_CHALLENGE_
Can you reproduce every item below verbatim, leaving out the pictures?

_MATERIAL SUPPLIED_
>>>>

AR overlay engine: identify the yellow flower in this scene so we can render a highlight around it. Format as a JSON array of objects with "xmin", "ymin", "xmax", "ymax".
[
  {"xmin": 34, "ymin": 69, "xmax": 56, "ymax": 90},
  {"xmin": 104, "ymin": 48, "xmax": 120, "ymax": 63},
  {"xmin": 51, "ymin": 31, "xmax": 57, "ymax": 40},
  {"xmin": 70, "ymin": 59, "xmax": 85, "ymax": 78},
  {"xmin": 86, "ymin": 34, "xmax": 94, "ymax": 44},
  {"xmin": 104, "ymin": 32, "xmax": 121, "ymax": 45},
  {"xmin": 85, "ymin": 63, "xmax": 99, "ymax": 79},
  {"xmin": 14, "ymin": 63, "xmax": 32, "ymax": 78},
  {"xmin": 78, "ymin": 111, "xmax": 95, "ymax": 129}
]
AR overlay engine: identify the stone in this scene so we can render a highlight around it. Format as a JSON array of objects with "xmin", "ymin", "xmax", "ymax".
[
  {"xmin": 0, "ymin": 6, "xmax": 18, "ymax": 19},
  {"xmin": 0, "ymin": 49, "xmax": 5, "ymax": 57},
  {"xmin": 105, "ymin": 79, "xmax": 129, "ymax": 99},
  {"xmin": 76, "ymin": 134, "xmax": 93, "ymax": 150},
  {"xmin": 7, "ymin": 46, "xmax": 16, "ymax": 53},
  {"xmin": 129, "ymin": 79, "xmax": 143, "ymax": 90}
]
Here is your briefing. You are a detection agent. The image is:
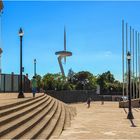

<<<<

_WRITTEN SOLUTION_
AR overlay engine: identify the yellow flower in this scene so we can render a highlight around it. Format as a JSON array of objects with "xmin", "ymin", "xmax", "ymax".
[
  {"xmin": 34, "ymin": 69, "xmax": 56, "ymax": 90},
  {"xmin": 104, "ymin": 48, "xmax": 120, "ymax": 63},
  {"xmin": 51, "ymin": 31, "xmax": 57, "ymax": 40},
  {"xmin": 70, "ymin": 59, "xmax": 85, "ymax": 78},
  {"xmin": 86, "ymin": 34, "xmax": 94, "ymax": 44},
  {"xmin": 104, "ymin": 32, "xmax": 121, "ymax": 45},
  {"xmin": 85, "ymin": 63, "xmax": 99, "ymax": 79},
  {"xmin": 14, "ymin": 63, "xmax": 32, "ymax": 78},
  {"xmin": 78, "ymin": 111, "xmax": 95, "ymax": 129}
]
AR overlay engine: identify the stone in this scene so we can render a highlight around it. Format as a JSON array of objects with "xmin", "ymin", "xmax", "ymax".
[
  {"xmin": 0, "ymin": 6, "xmax": 18, "ymax": 19},
  {"xmin": 0, "ymin": 49, "xmax": 5, "ymax": 57},
  {"xmin": 105, "ymin": 79, "xmax": 129, "ymax": 99},
  {"xmin": 76, "ymin": 134, "xmax": 93, "ymax": 150},
  {"xmin": 7, "ymin": 46, "xmax": 16, "ymax": 53},
  {"xmin": 129, "ymin": 79, "xmax": 143, "ymax": 90}
]
Here is your briefing. You are a detection agent. The image is:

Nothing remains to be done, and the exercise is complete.